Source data
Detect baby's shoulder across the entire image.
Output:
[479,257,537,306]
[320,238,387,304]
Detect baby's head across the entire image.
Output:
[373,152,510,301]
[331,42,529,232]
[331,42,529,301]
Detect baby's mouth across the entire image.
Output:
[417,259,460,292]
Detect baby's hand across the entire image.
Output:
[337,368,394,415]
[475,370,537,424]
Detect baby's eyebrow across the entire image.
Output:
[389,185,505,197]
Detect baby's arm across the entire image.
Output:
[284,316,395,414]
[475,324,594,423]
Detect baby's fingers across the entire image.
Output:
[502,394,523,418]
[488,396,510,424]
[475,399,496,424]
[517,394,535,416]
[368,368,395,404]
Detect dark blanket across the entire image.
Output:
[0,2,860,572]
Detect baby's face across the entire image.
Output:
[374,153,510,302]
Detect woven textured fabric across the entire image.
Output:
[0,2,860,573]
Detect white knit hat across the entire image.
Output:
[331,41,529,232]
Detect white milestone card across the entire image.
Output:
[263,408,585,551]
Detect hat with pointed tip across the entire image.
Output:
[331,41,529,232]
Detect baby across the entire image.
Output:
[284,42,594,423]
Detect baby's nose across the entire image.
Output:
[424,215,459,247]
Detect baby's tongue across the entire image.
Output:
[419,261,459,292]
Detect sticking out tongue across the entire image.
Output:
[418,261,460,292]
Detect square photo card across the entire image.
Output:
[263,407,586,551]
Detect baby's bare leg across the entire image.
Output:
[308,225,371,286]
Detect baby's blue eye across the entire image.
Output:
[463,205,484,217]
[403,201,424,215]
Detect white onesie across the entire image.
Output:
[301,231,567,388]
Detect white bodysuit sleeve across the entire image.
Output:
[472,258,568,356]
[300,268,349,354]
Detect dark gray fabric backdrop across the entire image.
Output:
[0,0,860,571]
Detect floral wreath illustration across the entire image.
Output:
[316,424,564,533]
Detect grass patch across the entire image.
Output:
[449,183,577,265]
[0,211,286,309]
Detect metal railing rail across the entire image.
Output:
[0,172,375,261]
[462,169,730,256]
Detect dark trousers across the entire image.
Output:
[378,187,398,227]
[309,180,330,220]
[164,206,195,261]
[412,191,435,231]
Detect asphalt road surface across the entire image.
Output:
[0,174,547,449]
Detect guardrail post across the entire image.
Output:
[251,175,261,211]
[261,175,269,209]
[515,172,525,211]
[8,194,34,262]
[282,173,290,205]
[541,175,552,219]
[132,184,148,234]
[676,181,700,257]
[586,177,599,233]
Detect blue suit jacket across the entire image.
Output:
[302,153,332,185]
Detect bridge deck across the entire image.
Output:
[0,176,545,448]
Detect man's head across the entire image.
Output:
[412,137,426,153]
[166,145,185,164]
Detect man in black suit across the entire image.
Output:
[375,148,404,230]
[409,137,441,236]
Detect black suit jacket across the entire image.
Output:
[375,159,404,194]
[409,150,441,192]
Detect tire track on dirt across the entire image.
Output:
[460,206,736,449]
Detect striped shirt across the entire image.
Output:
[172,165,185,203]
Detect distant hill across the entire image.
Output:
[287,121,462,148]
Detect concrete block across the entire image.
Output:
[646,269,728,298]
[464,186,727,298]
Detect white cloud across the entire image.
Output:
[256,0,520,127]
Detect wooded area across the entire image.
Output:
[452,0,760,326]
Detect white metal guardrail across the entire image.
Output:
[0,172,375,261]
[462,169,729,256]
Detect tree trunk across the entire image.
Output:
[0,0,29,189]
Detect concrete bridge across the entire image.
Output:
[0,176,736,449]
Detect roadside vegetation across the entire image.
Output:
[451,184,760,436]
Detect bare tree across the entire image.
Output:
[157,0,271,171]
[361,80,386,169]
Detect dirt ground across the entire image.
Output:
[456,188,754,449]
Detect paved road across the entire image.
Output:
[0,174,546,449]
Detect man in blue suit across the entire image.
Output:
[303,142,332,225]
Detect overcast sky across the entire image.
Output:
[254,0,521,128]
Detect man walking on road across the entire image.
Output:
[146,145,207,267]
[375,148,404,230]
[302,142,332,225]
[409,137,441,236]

• EXERCISE AIM
Identify each line in the data above that contains the word "white", and copy those lines. Matching is case-sensitive.

• SOLUTION TO THE PROBLEM
Detect white knit hat across the entire image.
Detect white milestone card across the entire image.
Detect white onesie across the entire image.
Detect white bodysuit sleeve across the entire image.
Detect white cloud across the entire image.
Detect white metal guardrail across the entire image.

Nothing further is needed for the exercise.